▸ WHAT IS EXPECTED:
Output all entries precisely and leave out the pictures.

▸ PROVIDED RECORDS:
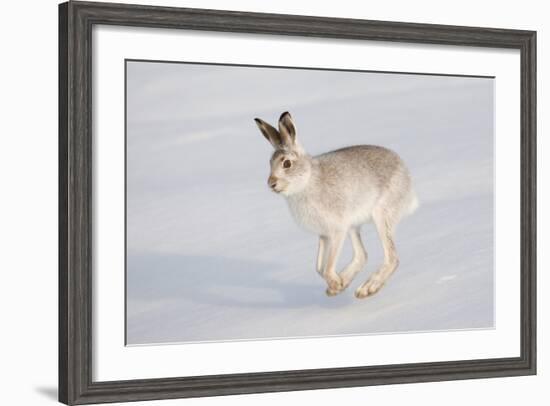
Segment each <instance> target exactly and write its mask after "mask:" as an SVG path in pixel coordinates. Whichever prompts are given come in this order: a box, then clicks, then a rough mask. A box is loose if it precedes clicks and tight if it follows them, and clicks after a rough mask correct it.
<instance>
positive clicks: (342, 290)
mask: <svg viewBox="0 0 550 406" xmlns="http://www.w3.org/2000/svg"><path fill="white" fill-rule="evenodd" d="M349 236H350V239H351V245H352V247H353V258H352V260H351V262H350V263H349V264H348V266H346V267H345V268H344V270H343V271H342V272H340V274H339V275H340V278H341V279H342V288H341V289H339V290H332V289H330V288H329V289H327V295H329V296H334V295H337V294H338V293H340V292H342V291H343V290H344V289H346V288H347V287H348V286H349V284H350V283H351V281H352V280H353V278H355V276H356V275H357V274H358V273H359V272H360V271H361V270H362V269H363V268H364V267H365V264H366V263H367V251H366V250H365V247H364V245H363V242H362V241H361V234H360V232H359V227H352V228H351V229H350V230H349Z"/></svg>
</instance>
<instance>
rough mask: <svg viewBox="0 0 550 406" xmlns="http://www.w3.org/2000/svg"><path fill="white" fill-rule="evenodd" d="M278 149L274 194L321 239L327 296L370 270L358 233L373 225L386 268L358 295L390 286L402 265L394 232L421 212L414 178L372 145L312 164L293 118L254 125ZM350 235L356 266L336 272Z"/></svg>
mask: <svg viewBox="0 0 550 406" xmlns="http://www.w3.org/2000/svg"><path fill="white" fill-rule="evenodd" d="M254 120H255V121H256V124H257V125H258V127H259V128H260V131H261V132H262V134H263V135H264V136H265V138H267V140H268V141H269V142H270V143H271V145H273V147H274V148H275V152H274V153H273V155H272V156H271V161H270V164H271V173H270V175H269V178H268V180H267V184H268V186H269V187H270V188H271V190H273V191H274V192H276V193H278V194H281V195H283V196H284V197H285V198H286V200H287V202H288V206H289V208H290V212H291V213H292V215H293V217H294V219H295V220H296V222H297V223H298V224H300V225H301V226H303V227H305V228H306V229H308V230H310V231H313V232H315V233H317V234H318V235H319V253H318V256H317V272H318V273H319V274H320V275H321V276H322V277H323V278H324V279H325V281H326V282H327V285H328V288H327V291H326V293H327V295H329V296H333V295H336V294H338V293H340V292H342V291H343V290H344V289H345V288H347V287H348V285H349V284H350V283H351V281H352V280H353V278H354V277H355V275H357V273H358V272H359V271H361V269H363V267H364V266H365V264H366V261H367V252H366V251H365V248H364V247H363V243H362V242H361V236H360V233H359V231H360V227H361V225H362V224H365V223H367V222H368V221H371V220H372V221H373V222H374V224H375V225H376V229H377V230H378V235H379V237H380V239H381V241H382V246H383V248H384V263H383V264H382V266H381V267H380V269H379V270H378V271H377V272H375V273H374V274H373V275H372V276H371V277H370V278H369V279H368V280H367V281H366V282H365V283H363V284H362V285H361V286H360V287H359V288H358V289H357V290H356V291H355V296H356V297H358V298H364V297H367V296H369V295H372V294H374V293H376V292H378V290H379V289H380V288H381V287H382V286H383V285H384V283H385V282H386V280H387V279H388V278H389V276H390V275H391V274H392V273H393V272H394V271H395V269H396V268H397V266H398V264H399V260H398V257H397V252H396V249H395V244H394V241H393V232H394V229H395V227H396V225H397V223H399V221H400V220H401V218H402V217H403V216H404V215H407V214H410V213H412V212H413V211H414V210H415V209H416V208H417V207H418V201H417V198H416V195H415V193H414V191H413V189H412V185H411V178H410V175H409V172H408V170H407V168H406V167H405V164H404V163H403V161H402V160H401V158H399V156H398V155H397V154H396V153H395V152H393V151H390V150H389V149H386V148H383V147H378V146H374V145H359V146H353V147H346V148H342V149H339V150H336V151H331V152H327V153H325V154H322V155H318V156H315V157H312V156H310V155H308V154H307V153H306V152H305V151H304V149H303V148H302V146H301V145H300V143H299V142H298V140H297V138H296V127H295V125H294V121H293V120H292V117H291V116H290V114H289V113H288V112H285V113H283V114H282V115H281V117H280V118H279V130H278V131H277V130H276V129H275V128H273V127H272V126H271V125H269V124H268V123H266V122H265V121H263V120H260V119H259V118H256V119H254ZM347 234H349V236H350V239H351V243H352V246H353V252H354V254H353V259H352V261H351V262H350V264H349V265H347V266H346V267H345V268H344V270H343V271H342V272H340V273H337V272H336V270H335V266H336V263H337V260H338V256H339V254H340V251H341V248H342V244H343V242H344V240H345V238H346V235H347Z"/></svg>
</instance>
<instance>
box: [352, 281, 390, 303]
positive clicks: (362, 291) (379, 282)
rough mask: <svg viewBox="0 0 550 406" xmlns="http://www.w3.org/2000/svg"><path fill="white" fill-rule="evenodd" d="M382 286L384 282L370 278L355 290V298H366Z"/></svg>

▸ RESPONSE TO THE TASK:
Segment each <instance> target exactly and write its mask after "mask:" as an SVG path in pixel coordinates. Whichever prompts are given come in this order: a box, then clicks, then a rough mask. A box is loose if it precedes clicks and tight if it follows them, and clicks after a rough mask correct it.
<instance>
positive clicks: (342, 290)
mask: <svg viewBox="0 0 550 406" xmlns="http://www.w3.org/2000/svg"><path fill="white" fill-rule="evenodd" d="M349 236H350V239H351V245H352V247H353V258H352V260H351V262H350V263H349V264H348V266H346V267H345V268H344V270H343V271H342V272H340V274H339V275H340V278H341V279H342V288H341V289H339V290H332V289H330V288H329V289H327V295H329V296H334V295H337V294H338V293H340V292H342V291H343V290H344V289H346V288H347V287H348V286H349V284H350V283H351V281H352V280H353V278H355V276H356V275H357V274H358V273H359V272H360V271H361V270H362V269H363V268H364V267H365V264H366V263H367V251H366V250H365V247H364V245H363V242H362V241H361V234H360V232H359V227H352V228H351V229H350V230H349Z"/></svg>
</instance>
<instance>
rough mask: <svg viewBox="0 0 550 406" xmlns="http://www.w3.org/2000/svg"><path fill="white" fill-rule="evenodd" d="M278 149L274 194L321 239L327 296L370 270L358 233L373 225L386 268L358 295L390 286L402 265L394 232L421 212L414 178L372 145L312 164L293 118L254 125ZM350 235L356 266L336 272Z"/></svg>
mask: <svg viewBox="0 0 550 406" xmlns="http://www.w3.org/2000/svg"><path fill="white" fill-rule="evenodd" d="M254 120H255V121H256V124H257V125H258V127H259V128H260V131H261V132H262V134H263V135H264V136H265V138H267V140H268V141H269V142H270V143H271V145H273V147H274V148H275V152H274V153H273V155H272V156H271V161H270V164H271V173H270V175H269V178H268V180H267V184H268V186H269V187H270V188H271V190H273V191H274V192H276V193H278V194H281V195H283V196H284V197H285V198H286V200H287V202H288V206H289V208H290V212H291V213H292V215H293V217H294V219H295V220H296V222H297V223H298V224H300V225H301V226H303V227H305V228H306V229H308V230H310V231H313V232H315V233H317V234H318V235H319V253H318V256H317V272H318V273H319V274H320V275H321V276H322V277H323V278H324V279H325V281H326V282H327V285H328V288H327V291H326V293H327V295H329V296H333V295H336V294H338V293H340V292H342V291H343V290H344V289H345V288H347V287H348V285H349V284H350V283H351V281H352V280H353V278H354V277H355V275H357V273H358V272H359V271H361V269H363V267H364V266H365V264H366V261H367V252H366V251H365V248H364V247H363V243H362V242H361V236H360V233H359V231H360V227H361V225H362V224H365V223H367V222H368V221H371V220H372V221H373V222H374V224H375V225H376V229H377V230H378V235H379V237H380V239H381V241H382V246H383V248H384V263H383V264H382V266H381V267H380V269H379V270H378V271H377V272H375V273H374V274H373V275H372V276H371V277H370V278H369V279H368V280H367V281H366V282H365V283H363V284H362V285H361V286H360V287H359V288H358V289H357V290H356V291H355V296H356V297H358V298H364V297H367V296H369V295H372V294H374V293H376V292H378V290H379V289H380V288H381V287H382V286H383V285H384V283H385V282H386V280H387V279H388V278H389V276H390V275H391V274H392V273H393V272H394V271H395V269H396V268H397V266H398V264H399V260H398V257H397V252H396V249H395V244H394V241H393V232H394V229H395V227H396V225H397V223H399V221H400V220H401V218H402V217H403V216H404V215H407V214H410V213H412V212H413V211H414V210H415V209H416V208H417V207H418V201H417V198H416V195H415V193H414V191H413V189H412V185H411V178H410V175H409V172H408V170H407V168H406V167H405V164H404V163H403V161H402V160H401V158H399V156H398V155H397V154H396V153H395V152H393V151H390V150H389V149H386V148H383V147H378V146H374V145H359V146H353V147H346V148H342V149H339V150H336V151H331V152H327V153H325V154H322V155H318V156H315V157H312V156H310V155H308V154H307V153H306V152H305V151H304V149H303V148H302V146H301V145H300V143H299V142H298V140H297V138H296V127H295V125H294V121H293V120H292V117H291V116H290V114H289V113H288V112H285V113H283V114H282V115H281V117H280V118H279V130H278V131H277V130H276V129H275V128H273V127H272V126H271V125H269V124H268V123H266V122H265V121H263V120H260V119H259V118H256V119H254ZM347 234H349V236H350V239H351V243H352V246H353V252H354V254H353V259H352V261H351V262H350V264H349V265H347V266H346V267H345V268H344V270H343V271H342V272H340V273H337V272H336V270H335V266H336V263H337V260H338V256H339V254H340V251H341V248H342V244H343V242H344V240H345V238H346V235H347Z"/></svg>
</instance>
<instance>
box: [352, 281, 390, 303]
positive clicks: (362, 291) (379, 282)
rough mask: <svg viewBox="0 0 550 406" xmlns="http://www.w3.org/2000/svg"><path fill="white" fill-rule="evenodd" d="M382 286L384 282L370 278L355 290V298H366Z"/></svg>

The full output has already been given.